What is the best practice?

Is it to allow local admin rights on specific PC's or would you instead advocate using a separate VM that's been configured with a Windows OS and necessary dev applications, then allow their BAU PC to connect to a server hosting the Hyper-V VM?
 
Windows virtual desktop, or a local hyper v instance on W10 which will traverses the corporate net but has the relevant controls in place whilst still allowing them to do dev work.

What kind of Dev talk are we dealing with here as most is now all cloud based, including Visual Code, GIT, ADO, etc meaning applications on the desktop are few and far between.

Thanks for the reply.

So your saying you might run a Hyper-V instance on the local machine rather than it being hosted in your DC? I'm assuming it could also instead be hosted on a Windows server but am not familiar with Windows server management. The dev work is around data management, extract, transform and possibly load or output to file storage for manual loading. These applications are generally desktop applications, Java ones to be more precise with a couple of the main choices such as Talend or Pentaho (open source equivalents of SSIS although they also have Enterprise Editions too), where these have to be unzipped to the system drive and system environment variables have to be set for JRE & JDK paths. Also ability to query data through standard executables such as MySQL Workbench, DBeaver, MS SQL Server Management Studio depending on requirements for client's project but all run locally otherwise you'd fall foul of large amounts of ingress & egress to/from a cloud service.

DIRECTIVES:
- a) Reproduce a passage from the forum thread on developer workstations: begin at the words "What is the" and stop after the words "and far between.".
- b) In the forum thread on developer workstations, which two applications are named as the main choices for the data extract and transform work?
- c) Go on with the forum thread on developer workstations from the point where it stops.
The listing that comes next is taken from a separate source.

RECORD EXTRACTS:
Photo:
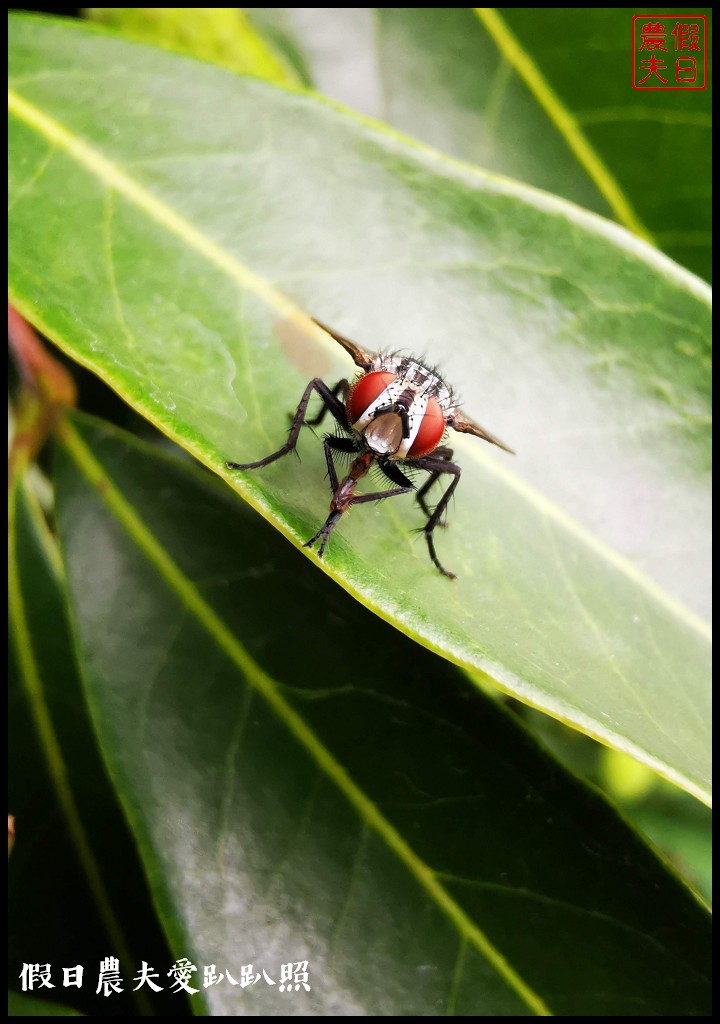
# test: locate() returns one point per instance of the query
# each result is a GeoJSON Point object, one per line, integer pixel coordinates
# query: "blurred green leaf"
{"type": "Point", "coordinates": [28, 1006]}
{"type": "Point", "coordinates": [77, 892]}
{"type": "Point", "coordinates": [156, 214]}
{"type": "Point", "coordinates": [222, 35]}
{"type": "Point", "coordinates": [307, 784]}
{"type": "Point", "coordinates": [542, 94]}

==

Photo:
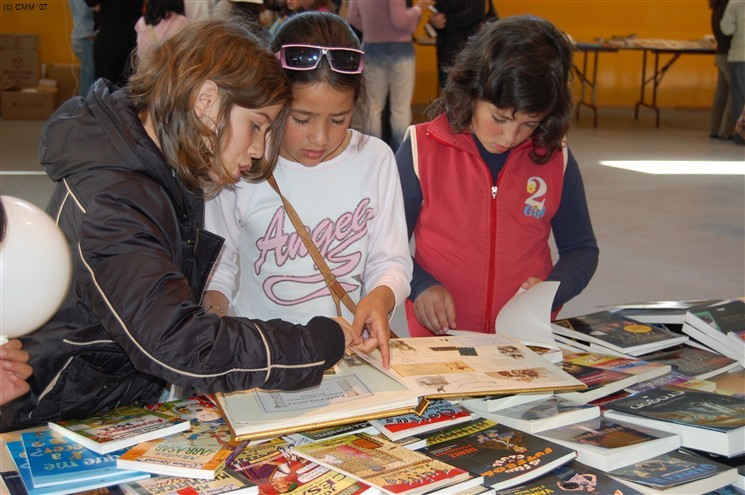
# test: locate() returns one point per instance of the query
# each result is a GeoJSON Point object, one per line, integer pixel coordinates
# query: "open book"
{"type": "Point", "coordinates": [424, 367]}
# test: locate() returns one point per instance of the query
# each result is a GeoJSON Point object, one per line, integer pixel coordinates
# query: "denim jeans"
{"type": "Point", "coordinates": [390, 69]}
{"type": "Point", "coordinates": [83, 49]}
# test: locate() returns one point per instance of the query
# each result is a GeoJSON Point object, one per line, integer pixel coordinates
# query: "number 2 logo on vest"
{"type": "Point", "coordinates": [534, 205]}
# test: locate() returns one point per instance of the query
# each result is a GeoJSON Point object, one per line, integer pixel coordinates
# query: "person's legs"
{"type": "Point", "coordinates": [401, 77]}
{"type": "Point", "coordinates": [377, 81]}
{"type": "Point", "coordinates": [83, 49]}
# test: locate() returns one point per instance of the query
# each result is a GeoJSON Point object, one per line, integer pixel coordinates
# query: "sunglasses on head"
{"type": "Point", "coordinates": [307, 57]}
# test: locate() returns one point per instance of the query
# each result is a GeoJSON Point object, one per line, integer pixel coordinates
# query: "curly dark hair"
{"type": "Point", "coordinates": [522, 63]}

FINAL ANSWERS:
- a)
What is the best practice?

Is it to allow local admin rights on specific PC's or would you instead advocate using a separate VM that's been configured with a Windows OS and necessary dev applications, then allow their BAU PC to connect to a server hosting the Hyper-V VM?
 
Windows virtual desktop, or a local hyper v instance on W10 which will traverses the corporate net but has the relevant controls in place whilst still allowing them to do dev work.

What kind of Dev talk are we dealing with here as most is now all cloud based, including Visual Code, GIT, ADO, etc meaning applications on the desktop are few and far between.

- b) Talend and Pentaho.

- c)
Having the Hyper-V running in the DC would put the OS requirements potentially in the same place that the data is either stored (possibly existing SQL server of some sorts, either direct backend to legacy or a replication database server) or would be received if using text file extracts as is sometimes the case with some legacy system vendors.

Does that sound feasible?

Presumably a small change may be required on the developers BAU desktop or laptop so they could connect to the Hyper-V VM. Would you deploy a separate VM per developer or would you just deploy one and set up multiple user accounts on it since it would be a W10 OS?

@smogsy thanks too, the idea of having the VM was really to circumvent so much red tape in needing anyone to have local admin rights as usually that ends up with people installing all sorts and in all sorts of ways. If the Hyper-V solution being served from a clients DC was possible then even that wouldn't require admin rights once the image was configured.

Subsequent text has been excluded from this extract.